◆ What the task asks: Reproduce every line of the records below verbatim, omitting the pictures.

◆ Data:
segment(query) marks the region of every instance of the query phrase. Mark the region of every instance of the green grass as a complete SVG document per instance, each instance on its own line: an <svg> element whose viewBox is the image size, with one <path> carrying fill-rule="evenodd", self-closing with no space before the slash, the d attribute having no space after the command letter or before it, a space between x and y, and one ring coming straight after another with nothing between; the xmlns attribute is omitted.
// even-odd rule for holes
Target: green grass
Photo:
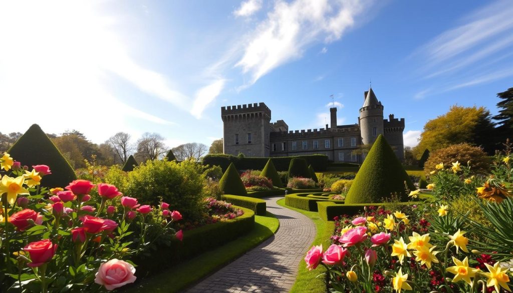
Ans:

◆ Correct result:
segment(query) marks the region of every instance of the query phrase. Mark the region of every instance of the green grass as a complete SVG document per instance, each instance on its own line: an <svg> element whose viewBox is the image size, with one <path> carrying fill-rule="evenodd", self-closing with no space before the slash, the d attribute having no space after the command letter or before it, a space between x and y, and one ring coming straight after another with nothing between; the xmlns attribute is omitted.
// even-odd rule for holes
Target: green grass
Photo:
Ans:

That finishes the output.